Only the lines from the one that contains "Exercise. For every instance of the white door" through the final line of the entries should be repeated, exactly as written.

TASK INPUTS:
>>>

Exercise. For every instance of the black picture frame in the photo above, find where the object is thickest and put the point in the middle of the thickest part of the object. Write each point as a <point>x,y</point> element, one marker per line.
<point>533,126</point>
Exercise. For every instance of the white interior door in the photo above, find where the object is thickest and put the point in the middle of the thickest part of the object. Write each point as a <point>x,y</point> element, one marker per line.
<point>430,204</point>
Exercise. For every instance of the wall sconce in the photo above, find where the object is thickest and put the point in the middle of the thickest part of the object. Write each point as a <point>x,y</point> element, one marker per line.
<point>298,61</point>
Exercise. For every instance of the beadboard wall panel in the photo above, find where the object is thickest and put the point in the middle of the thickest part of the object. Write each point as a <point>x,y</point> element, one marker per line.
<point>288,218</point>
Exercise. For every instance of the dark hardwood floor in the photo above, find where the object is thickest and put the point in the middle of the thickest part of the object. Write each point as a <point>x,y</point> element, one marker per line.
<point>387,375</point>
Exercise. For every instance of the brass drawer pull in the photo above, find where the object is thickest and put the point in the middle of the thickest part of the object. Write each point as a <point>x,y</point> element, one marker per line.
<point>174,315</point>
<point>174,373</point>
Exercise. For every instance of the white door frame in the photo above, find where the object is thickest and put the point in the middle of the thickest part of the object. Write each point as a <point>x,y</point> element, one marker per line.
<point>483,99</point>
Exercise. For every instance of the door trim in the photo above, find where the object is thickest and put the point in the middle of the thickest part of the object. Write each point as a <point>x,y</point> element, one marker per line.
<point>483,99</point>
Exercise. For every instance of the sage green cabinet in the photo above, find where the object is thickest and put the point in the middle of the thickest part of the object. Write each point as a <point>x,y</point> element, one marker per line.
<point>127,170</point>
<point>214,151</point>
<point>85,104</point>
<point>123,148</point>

<<<

SOLUTION TO THIS EXERCISE:
Exercise. For every instance of the white door frame in the photo above, find where the object is thickest and put the point in the middle of the thickest part of the object. Write each point as a <point>x,y</point> element, one marker per line.
<point>483,99</point>
Exercise. For every instance of the door trim in the photo above, find where the object is thickest and put the point in the middle of the thickest part of the object. Write each point as a <point>x,y</point> element, one marker per line.
<point>483,99</point>
Exercise. For every instance of the sage green cabinet in the photo above, find where the object is thickest and put the point in the middle of the thickest part of the object. Write each point as a <point>x,y</point> element, one marker per line.
<point>127,170</point>
<point>214,151</point>
<point>85,104</point>
<point>123,148</point>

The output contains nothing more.